Tools Reference - JinsongRoh/pydoll-mcp GitHub Wiki

🛠️ Tools Reference

PyDoll MCP Server provides 75+ powerful tools for complete browser automation. This page is a detailed reference guide for all tools.

📚 Table of Contents

🌐 Browser Management (8 tools)

start_browser - Start Browser

Start Chrome/Edge browser with advanced configurations.

Usage:

Start a new Chrome browser
Start browser in headless mode
Start browser with ad blocking mode

Key Options:

  • browser_type: Choose chrome or edge
  • headless: No screen display
  • block_ads: Ad blocking
  • stealth_mode: Detection prevention
  • window_size: Window size settings

stop_browser - Stop Browser

Safely terminate browser with resource cleanup.

Usage:

Stop the browser
Close all browser windows

new_tab - Create New Tab

Create isolated tabs with custom settings.

Usage:

Open a new tab
Open a new tab in background
Open a new tab to https://example.com

close_tab - Close Tab

Close specific tab and release resources.

Usage:

Close the current tab
Close the first tab

list_browsers - List Browsers

Display all browser instances and their status.

○ ○ ○ ○ ○ ○ ○

[WRITTEN TASK A]: Return the part of the tools reference page between "Close specific tab" and "and their status.", inclusive.
[WRITTEN TASK B]: For each statement, say whether the tools reference page supports it, and quote the words that decide it: (i) stop_browser terminates the browser with resource cleanup; (ii) start_browser can launch a Firefox browser; (iii) the Browser Management section contains 12 tools.
[WRITTEN TASK C]: According to the tools reference page, what does the list_browsers tool display?
The rows that come next were drawn from a separate source.

Data rows
○ ○ ○ ○ ○ ○ ○

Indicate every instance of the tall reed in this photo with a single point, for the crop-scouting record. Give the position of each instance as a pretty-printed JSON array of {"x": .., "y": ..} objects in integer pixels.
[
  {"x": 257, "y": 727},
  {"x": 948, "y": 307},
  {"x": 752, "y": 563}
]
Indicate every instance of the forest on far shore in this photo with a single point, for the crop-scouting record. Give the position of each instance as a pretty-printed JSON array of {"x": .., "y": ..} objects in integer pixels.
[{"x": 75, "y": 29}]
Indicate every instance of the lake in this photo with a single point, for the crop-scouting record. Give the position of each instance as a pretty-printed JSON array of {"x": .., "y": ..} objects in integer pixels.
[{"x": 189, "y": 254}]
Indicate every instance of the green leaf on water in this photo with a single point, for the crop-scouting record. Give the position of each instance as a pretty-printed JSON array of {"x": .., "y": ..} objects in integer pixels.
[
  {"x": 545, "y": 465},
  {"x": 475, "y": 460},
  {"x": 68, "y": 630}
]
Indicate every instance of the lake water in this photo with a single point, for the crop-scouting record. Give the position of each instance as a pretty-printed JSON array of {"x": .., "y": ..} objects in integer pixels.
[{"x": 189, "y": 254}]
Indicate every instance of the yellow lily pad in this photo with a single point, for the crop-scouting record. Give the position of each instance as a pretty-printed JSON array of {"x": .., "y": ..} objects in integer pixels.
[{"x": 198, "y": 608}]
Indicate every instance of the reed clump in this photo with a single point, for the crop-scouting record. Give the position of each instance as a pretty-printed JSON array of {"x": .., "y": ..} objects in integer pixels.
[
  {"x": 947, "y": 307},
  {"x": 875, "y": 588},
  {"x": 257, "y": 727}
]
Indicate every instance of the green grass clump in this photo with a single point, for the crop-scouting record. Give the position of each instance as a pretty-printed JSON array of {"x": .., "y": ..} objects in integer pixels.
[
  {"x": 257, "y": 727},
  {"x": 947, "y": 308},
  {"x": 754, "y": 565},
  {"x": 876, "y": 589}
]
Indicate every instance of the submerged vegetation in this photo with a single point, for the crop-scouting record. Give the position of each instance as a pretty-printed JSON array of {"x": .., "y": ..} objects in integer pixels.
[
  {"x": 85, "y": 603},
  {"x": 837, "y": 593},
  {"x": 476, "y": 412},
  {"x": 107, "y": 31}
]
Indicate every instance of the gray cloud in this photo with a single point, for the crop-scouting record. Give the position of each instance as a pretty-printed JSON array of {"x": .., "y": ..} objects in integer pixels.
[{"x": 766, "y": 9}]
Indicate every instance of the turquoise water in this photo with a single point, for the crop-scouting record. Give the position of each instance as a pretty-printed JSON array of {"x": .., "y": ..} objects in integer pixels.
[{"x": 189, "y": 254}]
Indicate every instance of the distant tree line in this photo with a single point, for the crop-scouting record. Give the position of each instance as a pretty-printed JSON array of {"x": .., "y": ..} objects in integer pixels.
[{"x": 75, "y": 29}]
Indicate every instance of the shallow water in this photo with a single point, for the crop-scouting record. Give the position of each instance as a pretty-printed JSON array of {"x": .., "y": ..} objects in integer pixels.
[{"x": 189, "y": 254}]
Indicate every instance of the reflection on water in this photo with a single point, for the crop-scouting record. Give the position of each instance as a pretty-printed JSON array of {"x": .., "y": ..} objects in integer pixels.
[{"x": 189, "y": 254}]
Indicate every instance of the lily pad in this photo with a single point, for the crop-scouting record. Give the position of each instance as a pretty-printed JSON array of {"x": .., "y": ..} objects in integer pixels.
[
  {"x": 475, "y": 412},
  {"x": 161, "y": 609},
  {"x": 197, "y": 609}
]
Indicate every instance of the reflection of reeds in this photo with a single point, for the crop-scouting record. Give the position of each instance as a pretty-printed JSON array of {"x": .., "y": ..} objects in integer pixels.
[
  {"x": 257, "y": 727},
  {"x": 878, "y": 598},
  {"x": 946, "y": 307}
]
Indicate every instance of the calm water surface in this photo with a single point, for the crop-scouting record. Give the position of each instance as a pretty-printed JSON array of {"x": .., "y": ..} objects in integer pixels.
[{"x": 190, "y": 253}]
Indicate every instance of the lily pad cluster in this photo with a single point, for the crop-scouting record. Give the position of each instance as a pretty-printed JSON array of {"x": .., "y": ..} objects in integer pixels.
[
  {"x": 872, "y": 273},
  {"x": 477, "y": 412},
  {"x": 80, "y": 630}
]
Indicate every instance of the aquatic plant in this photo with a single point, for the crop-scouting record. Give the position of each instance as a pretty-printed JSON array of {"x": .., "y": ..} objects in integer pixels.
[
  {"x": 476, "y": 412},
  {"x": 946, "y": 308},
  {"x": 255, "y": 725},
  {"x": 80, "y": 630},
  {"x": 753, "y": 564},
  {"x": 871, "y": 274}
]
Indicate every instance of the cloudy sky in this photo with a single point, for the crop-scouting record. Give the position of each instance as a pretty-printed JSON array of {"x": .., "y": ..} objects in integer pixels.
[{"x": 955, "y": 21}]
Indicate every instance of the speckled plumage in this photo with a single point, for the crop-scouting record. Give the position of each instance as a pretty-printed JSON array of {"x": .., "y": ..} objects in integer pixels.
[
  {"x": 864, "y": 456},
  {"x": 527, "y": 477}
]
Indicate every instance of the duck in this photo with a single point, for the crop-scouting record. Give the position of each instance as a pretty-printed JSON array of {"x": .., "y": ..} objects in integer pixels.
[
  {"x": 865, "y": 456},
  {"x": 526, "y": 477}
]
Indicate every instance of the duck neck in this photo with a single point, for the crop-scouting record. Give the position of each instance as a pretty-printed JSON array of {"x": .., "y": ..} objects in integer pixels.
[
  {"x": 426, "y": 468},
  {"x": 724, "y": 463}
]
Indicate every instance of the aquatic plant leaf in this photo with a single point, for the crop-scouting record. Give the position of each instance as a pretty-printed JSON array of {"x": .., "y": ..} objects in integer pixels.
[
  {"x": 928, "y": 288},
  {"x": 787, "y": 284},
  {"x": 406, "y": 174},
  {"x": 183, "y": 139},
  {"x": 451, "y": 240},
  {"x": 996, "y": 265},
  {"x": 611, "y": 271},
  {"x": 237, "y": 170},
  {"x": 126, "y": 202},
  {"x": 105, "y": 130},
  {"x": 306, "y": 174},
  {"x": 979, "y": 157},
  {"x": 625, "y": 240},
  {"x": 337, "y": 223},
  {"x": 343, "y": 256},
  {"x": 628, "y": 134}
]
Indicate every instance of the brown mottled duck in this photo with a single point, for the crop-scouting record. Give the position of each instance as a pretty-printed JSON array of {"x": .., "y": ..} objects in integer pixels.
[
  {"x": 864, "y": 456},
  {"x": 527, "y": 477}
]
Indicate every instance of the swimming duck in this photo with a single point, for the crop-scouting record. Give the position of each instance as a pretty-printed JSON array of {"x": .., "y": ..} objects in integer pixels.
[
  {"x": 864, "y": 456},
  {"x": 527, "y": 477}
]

○ ○ ○ ○ ○ ○ ○

[TASK OUTPUT A]:
Close specific tab and release resources.

Usage:

Close the current tab
Close the first tab

list_browsers - List Browsers

Display all browser instances and their status.

[TASK OUTPUT B]:
(i) Yes: "Safely terminate browser with resource cleanup."
(ii) No: "browser_type: Choose chrome or edge"
(iii) No: "Browser Management (8 tools)"

[TASK OUTPUT C]: All browser instances and their status.